Collected data entries:
================================

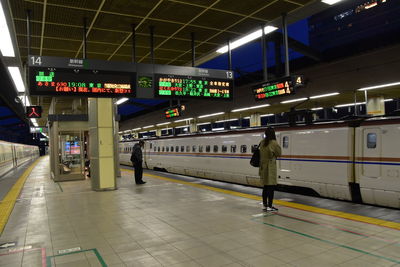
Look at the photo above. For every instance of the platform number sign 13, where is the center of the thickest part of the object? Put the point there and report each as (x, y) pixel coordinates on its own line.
(33, 112)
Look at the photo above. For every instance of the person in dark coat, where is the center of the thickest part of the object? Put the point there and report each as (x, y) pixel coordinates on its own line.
(269, 151)
(137, 161)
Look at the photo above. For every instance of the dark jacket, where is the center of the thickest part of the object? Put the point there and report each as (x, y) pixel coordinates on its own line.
(137, 155)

================================

*What you need to do*:
Pictures do not belong in the copy. Please reproduce the entries above exactly otherwise.

*Result below*:
Look at the photo above. For every instance of the platform number sign 13, where is the center of the thickest part of the object? Put the point there and report each as (x, y) pixel coordinates on its own line.
(33, 112)
Look at the photo above. For every instance of the person in dark coat, where is the center of the thickest part of the object? Put the point there and report each as (x, y) pixel coordinates on its own line.
(269, 151)
(137, 161)
Look at the photo above. For every instance of the dark jacket, where is the center of the thickest part of the object? Put the point there and report each as (x, y) pixel coordinates on its own line.
(137, 155)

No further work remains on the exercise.